■ Questions to answer ■
1. Using the introduction on Boston's cocktail bars, explain in one to three sentences what the text offers against Boston's "lingering reputation as a straight-laced city that definitely sleeps."
2. In the introduction on Boston's cocktail bars, how does Boston's natural wine scene compare with other cities?
*** Opening of Excerpt ***
Boston's Best Cocktail Bars
27 Best Brunch Places in Boston
Where to Find Dog-Friendly Patios Beyond Boston
Boston is a beer town, no doubt about that. Our natural wine scene stands with those in much larger cities, too. But despite a lingering reputation as a straight-laced city that definitely sleeps, Boston also boasts a legion of hospitality pros ready to shake, stir, and garnish cocktails fit for any night out. Whether you’re looking for a dimly lit lounge to see and be seen or a neighborhood dive that’s generous with the pours, local bartenders offer up a strong selection. Here’s where to go for great drinks and cool scenes in Boston.
*** Close of Excerpt ***
*** Opening of Dataset extract ***
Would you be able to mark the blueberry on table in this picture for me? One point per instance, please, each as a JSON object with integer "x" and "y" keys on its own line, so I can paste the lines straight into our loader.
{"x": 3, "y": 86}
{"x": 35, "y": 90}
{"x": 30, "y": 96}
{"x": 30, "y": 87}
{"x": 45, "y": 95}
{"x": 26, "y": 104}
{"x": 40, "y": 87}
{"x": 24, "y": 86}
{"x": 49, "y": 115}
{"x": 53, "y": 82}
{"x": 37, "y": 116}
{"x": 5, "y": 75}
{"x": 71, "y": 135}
*** Close of Dataset extract ***
■ Task solutions ■
1. The text counters that reputation by saying Boston has a legion of hospitality pros ready to shake, stir, and garnish cocktails fit for any night out. It adds that local bartenders offer a strong selection, whether someone wants a dimly lit lounge to see and be seen or a neighborhood dive that's generous with the pours.

2. It stands with those in much larger cities.